Data for this exercise:
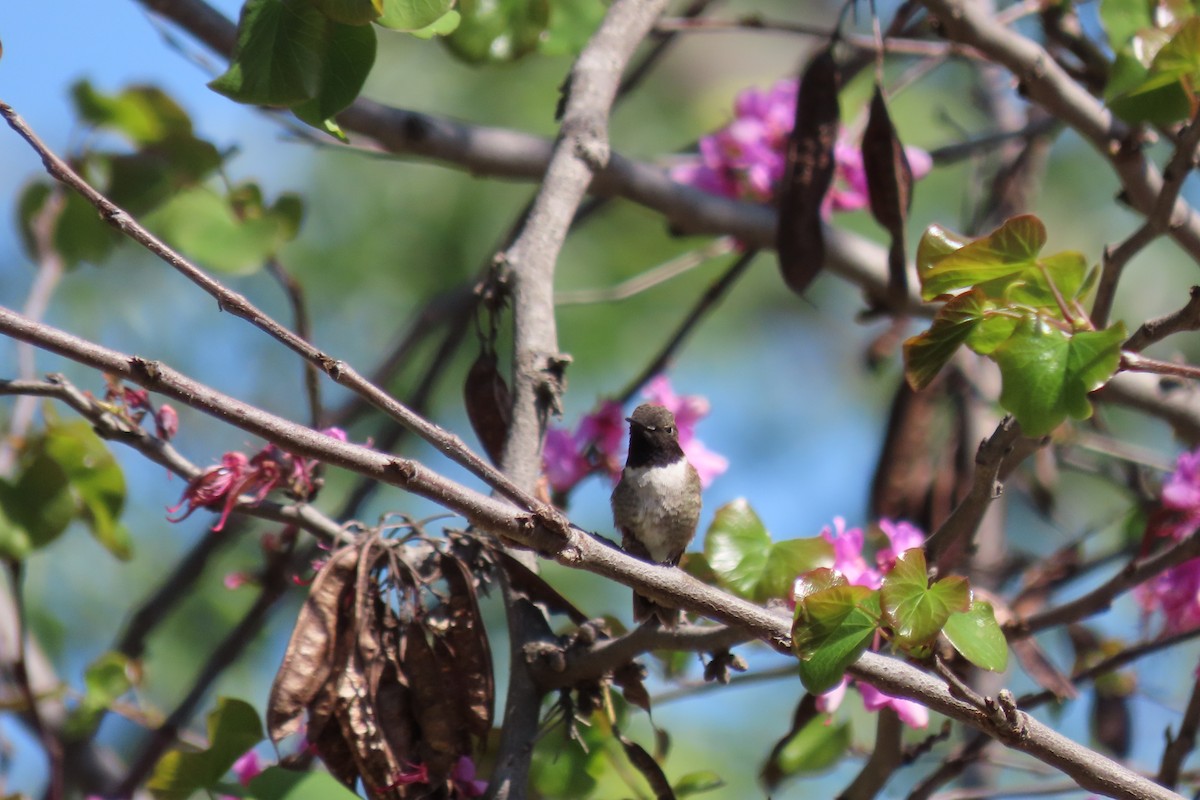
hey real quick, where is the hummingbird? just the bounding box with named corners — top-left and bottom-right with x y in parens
top-left (611, 403), bottom-right (702, 627)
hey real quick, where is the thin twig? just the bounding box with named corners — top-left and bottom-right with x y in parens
top-left (617, 248), bottom-right (757, 404)
top-left (1122, 352), bottom-right (1200, 383)
top-left (1158, 670), bottom-right (1200, 788)
top-left (555, 238), bottom-right (734, 306)
top-left (0, 100), bottom-right (542, 515)
top-left (111, 544), bottom-right (300, 796)
top-left (265, 258), bottom-right (322, 427)
top-left (1094, 108), bottom-right (1200, 327)
top-left (1125, 286), bottom-right (1200, 352)
top-left (2, 561), bottom-right (64, 800)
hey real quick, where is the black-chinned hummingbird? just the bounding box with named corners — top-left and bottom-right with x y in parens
top-left (611, 403), bottom-right (702, 627)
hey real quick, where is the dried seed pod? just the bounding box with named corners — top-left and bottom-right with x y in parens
top-left (464, 349), bottom-right (511, 465)
top-left (777, 46), bottom-right (841, 295)
top-left (862, 83), bottom-right (915, 305)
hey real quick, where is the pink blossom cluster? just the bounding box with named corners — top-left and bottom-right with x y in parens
top-left (542, 376), bottom-right (728, 494)
top-left (670, 78), bottom-right (932, 216)
top-left (102, 377), bottom-right (178, 441)
top-left (1136, 449), bottom-right (1200, 632)
top-left (810, 517), bottom-right (930, 729)
top-left (167, 428), bottom-right (347, 532)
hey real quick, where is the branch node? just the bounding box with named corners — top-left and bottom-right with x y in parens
top-left (129, 356), bottom-right (163, 385)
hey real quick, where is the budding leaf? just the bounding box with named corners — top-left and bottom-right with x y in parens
top-left (942, 600), bottom-right (1009, 672)
top-left (793, 583), bottom-right (880, 694)
top-left (880, 548), bottom-right (969, 648)
top-left (993, 319), bottom-right (1126, 437)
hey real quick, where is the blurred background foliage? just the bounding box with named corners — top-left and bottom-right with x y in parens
top-left (3, 0), bottom-right (1200, 797)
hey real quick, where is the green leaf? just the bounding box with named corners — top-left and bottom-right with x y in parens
top-left (246, 767), bottom-right (362, 800)
top-left (1099, 0), bottom-right (1155, 50)
top-left (943, 600), bottom-right (1009, 672)
top-left (149, 698), bottom-right (263, 800)
top-left (879, 548), bottom-right (970, 648)
top-left (993, 319), bottom-right (1127, 437)
top-left (210, 0), bottom-right (328, 106)
top-left (70, 81), bottom-right (194, 145)
top-left (145, 186), bottom-right (299, 274)
top-left (918, 215), bottom-right (1047, 301)
top-left (408, 9), bottom-right (460, 37)
top-left (793, 585), bottom-right (880, 694)
top-left (758, 538), bottom-right (834, 601)
top-left (539, 0), bottom-right (607, 56)
top-left (311, 0), bottom-right (382, 25)
top-left (18, 181), bottom-right (120, 268)
top-left (376, 0), bottom-right (455, 30)
top-left (903, 289), bottom-right (992, 390)
top-left (704, 499), bottom-right (832, 601)
top-left (1108, 18), bottom-right (1200, 124)
top-left (673, 770), bottom-right (725, 797)
top-left (44, 421), bottom-right (129, 560)
top-left (773, 714), bottom-right (851, 776)
top-left (704, 499), bottom-right (771, 598)
top-left (290, 19), bottom-right (377, 123)
top-left (64, 651), bottom-right (134, 738)
top-left (916, 223), bottom-right (972, 274)
top-left (444, 0), bottom-right (550, 62)
top-left (0, 439), bottom-right (75, 559)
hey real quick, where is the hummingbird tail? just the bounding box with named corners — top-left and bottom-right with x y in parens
top-left (633, 590), bottom-right (681, 628)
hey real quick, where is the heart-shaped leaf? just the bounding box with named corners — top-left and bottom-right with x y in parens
top-left (880, 548), bottom-right (969, 648)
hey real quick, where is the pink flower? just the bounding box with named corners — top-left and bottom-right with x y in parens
top-left (821, 518), bottom-right (881, 589)
top-left (641, 376), bottom-right (727, 487)
top-left (670, 78), bottom-right (932, 213)
top-left (857, 681), bottom-right (929, 728)
top-left (876, 519), bottom-right (925, 574)
top-left (155, 404), bottom-right (179, 441)
top-left (223, 572), bottom-right (251, 590)
top-left (817, 677), bottom-right (928, 729)
top-left (451, 756), bottom-right (488, 797)
top-left (542, 401), bottom-right (625, 493)
top-left (167, 452), bottom-right (250, 532)
top-left (232, 751), bottom-right (263, 786)
top-left (1136, 447), bottom-right (1200, 631)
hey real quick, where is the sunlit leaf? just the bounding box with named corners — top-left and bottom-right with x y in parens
top-left (149, 698), bottom-right (263, 800)
top-left (704, 499), bottom-right (771, 598)
top-left (704, 499), bottom-right (832, 601)
top-left (210, 0), bottom-right (327, 106)
top-left (444, 0), bottom-right (550, 62)
top-left (880, 548), bottom-right (970, 648)
top-left (943, 600), bottom-right (1009, 672)
top-left (903, 289), bottom-right (992, 390)
top-left (993, 319), bottom-right (1126, 437)
top-left (145, 186), bottom-right (300, 274)
top-left (793, 585), bottom-right (880, 693)
top-left (44, 421), bottom-right (129, 560)
top-left (376, 0), bottom-right (454, 30)
top-left (70, 81), bottom-right (194, 144)
top-left (539, 0), bottom-right (606, 56)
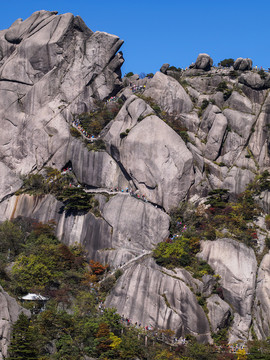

Task directions: Exact copy, no pictures: reproduce every record as it stands.

Exercise response:
hey real quick, where is the hummingbird? just the bounding box with named corners — top-left and bottom-right with x y in parens
top-left (611, 403), bottom-right (702, 627)
hey real quick, where is the thin twig? just the bounding box with named corners — top-left and bottom-right with x y in parens
top-left (617, 248), bottom-right (757, 404)
top-left (1122, 352), bottom-right (1200, 383)
top-left (1158, 670), bottom-right (1200, 788)
top-left (555, 238), bottom-right (734, 306)
top-left (0, 100), bottom-right (542, 515)
top-left (111, 544), bottom-right (300, 796)
top-left (265, 258), bottom-right (322, 427)
top-left (1094, 108), bottom-right (1200, 327)
top-left (1125, 286), bottom-right (1200, 352)
top-left (2, 561), bottom-right (64, 800)
hey real quick, where is the black-chinned hummingbird? just the bounding box with named corners — top-left and bottom-right with x y in parens
top-left (611, 403), bottom-right (702, 627)
hey real quick, where is the dried seed pod? just the bounding box with named corners — top-left and bottom-right with x y in parens
top-left (464, 349), bottom-right (511, 465)
top-left (777, 46), bottom-right (841, 295)
top-left (862, 83), bottom-right (915, 305)
hey real quick, where is the pink blossom cluster? just the bounding box with named corners — top-left and bottom-right with x y in parens
top-left (542, 376), bottom-right (728, 494)
top-left (670, 78), bottom-right (932, 216)
top-left (102, 377), bottom-right (178, 441)
top-left (1136, 449), bottom-right (1200, 632)
top-left (810, 517), bottom-right (930, 729)
top-left (167, 428), bottom-right (347, 532)
hey real quick, where is the branch node? just the bounding box with named corners — top-left and bottom-right with x y in parens
top-left (129, 356), bottom-right (163, 385)
hey real quick, where is the budding leaf? just the bounding box with named corners — top-left and bottom-right with x y in parens
top-left (942, 600), bottom-right (1009, 672)
top-left (793, 583), bottom-right (880, 694)
top-left (880, 548), bottom-right (969, 648)
top-left (993, 319), bottom-right (1126, 437)
hey real quick, where is the blurred background foliage? just the bounding box with named corners — top-left and bottom-right with x y in parens
top-left (3, 0), bottom-right (1200, 797)
hey real quick, where is the green leaf? just the bounding box with named corners — top-left and bottom-right with x y in parens
top-left (246, 767), bottom-right (362, 800)
top-left (1099, 0), bottom-right (1155, 50)
top-left (943, 600), bottom-right (1009, 672)
top-left (149, 698), bottom-right (263, 800)
top-left (879, 548), bottom-right (970, 648)
top-left (993, 319), bottom-right (1127, 437)
top-left (210, 0), bottom-right (328, 106)
top-left (70, 81), bottom-right (194, 145)
top-left (145, 186), bottom-right (299, 274)
top-left (918, 215), bottom-right (1047, 301)
top-left (408, 9), bottom-right (460, 37)
top-left (793, 585), bottom-right (880, 694)
top-left (758, 538), bottom-right (834, 601)
top-left (539, 0), bottom-right (607, 56)
top-left (311, 0), bottom-right (382, 25)
top-left (18, 181), bottom-right (120, 268)
top-left (376, 0), bottom-right (455, 30)
top-left (903, 289), bottom-right (992, 390)
top-left (704, 499), bottom-right (832, 601)
top-left (1108, 18), bottom-right (1200, 124)
top-left (673, 770), bottom-right (725, 797)
top-left (44, 421), bottom-right (129, 560)
top-left (773, 714), bottom-right (851, 776)
top-left (704, 499), bottom-right (771, 598)
top-left (290, 19), bottom-right (377, 123)
top-left (64, 651), bottom-right (134, 738)
top-left (916, 223), bottom-right (972, 274)
top-left (444, 0), bottom-right (550, 62)
top-left (0, 439), bottom-right (75, 559)
hey real quick, where is the hummingbird tail? just the bounding box with named corners — top-left and bottom-right with x y in parens
top-left (633, 590), bottom-right (681, 628)
hey real quick, where is the heart-shaped leaf? just the bounding box with named corners — top-left and bottom-right with x y in parens
top-left (880, 548), bottom-right (969, 648)
hey real quick, where is the pink flower? just the bounding box with named corners — top-left and bottom-right with x y in parens
top-left (821, 518), bottom-right (881, 589)
top-left (641, 376), bottom-right (727, 487)
top-left (670, 78), bottom-right (932, 213)
top-left (857, 681), bottom-right (929, 728)
top-left (876, 519), bottom-right (925, 574)
top-left (155, 404), bottom-right (179, 441)
top-left (223, 572), bottom-right (251, 590)
top-left (817, 677), bottom-right (928, 729)
top-left (451, 756), bottom-right (488, 797)
top-left (542, 401), bottom-right (625, 493)
top-left (167, 452), bottom-right (250, 532)
top-left (232, 751), bottom-right (263, 786)
top-left (1136, 447), bottom-right (1200, 631)
hey real quick, where is the sunlit leaf? just the bounding box with named corners — top-left and bottom-right with x y in parens
top-left (149, 698), bottom-right (263, 800)
top-left (704, 499), bottom-right (771, 598)
top-left (704, 499), bottom-right (832, 601)
top-left (210, 0), bottom-right (327, 106)
top-left (444, 0), bottom-right (550, 62)
top-left (880, 548), bottom-right (970, 648)
top-left (943, 600), bottom-right (1009, 672)
top-left (903, 289), bottom-right (992, 390)
top-left (993, 319), bottom-right (1126, 437)
top-left (145, 186), bottom-right (300, 274)
top-left (793, 585), bottom-right (880, 693)
top-left (44, 421), bottom-right (129, 560)
top-left (376, 0), bottom-right (454, 30)
top-left (70, 81), bottom-right (194, 144)
top-left (539, 0), bottom-right (606, 56)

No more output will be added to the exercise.